>> Begin

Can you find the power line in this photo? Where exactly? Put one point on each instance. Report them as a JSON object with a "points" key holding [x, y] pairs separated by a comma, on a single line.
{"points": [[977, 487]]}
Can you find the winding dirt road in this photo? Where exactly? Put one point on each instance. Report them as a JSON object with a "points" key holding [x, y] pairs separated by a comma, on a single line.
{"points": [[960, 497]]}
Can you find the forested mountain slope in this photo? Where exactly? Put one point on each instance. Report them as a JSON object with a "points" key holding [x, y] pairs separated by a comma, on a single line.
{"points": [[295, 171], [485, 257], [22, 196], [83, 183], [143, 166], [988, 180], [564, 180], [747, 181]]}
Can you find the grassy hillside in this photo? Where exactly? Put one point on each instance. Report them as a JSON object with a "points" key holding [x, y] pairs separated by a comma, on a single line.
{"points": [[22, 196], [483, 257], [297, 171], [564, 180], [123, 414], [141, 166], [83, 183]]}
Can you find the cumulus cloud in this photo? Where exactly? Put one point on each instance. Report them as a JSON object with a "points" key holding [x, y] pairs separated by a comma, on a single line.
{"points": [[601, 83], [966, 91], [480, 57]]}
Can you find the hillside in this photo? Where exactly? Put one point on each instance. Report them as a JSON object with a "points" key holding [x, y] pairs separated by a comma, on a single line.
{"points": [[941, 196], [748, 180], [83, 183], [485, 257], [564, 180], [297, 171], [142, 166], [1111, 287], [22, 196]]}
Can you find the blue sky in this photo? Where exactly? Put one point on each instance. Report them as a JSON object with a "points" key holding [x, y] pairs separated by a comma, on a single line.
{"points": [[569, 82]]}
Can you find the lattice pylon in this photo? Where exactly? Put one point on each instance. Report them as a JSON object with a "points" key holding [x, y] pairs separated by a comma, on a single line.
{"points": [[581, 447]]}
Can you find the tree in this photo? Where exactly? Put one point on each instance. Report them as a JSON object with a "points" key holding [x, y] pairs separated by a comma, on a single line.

>> End

Exercise aim:
Starting with the line that contains "Can you find the grassy", write out each line through the end of the listing, exactly as it appears, and include nothing else.

Reply:
Can you find the grassy hillside in this photo? Where exactly? Put one point on each instance. Report them as a JSON object with a "points" key holding [x, y] pairs separated by a comma, on a single line.
{"points": [[22, 196], [483, 257], [297, 171], [564, 180], [123, 414], [141, 166], [83, 183]]}
Can you find the cumulus cloud in this photo? Where exactly? Put one point on each instance. Report them as a JSON object with a "points" key holding [x, y] pairs separated by a comma, on a single line.
{"points": [[601, 83], [966, 91], [480, 57]]}
Can you find the hillside in this photo? Where exactly? Put one point on each instance. Report them as a JSON object with a "points" key holding [x, y] pairs separated by a comma, on a single line.
{"points": [[941, 196], [748, 180], [83, 183], [485, 257], [564, 180], [297, 171], [142, 166], [1111, 287], [22, 196]]}
Can you find the blue sky in this photo? Where exactly? Put one point on each instance. Report them as a JSON object with a "points" key holding [x, y] pairs separated by a comma, on a single line.
{"points": [[569, 82]]}
Can you find the lattice pylon in this photo? Where exactly? Put one point on each instance. Report them as a JSON object with a "points" key holding [x, y] pairs separated by a comma, on a single line.
{"points": [[581, 447]]}
Can you find the tree in this photo? Where exactly? Put one point on each instance. Report them as a JSON object with a "points" key holding [x, y] pairs separated by a comma, on a single line.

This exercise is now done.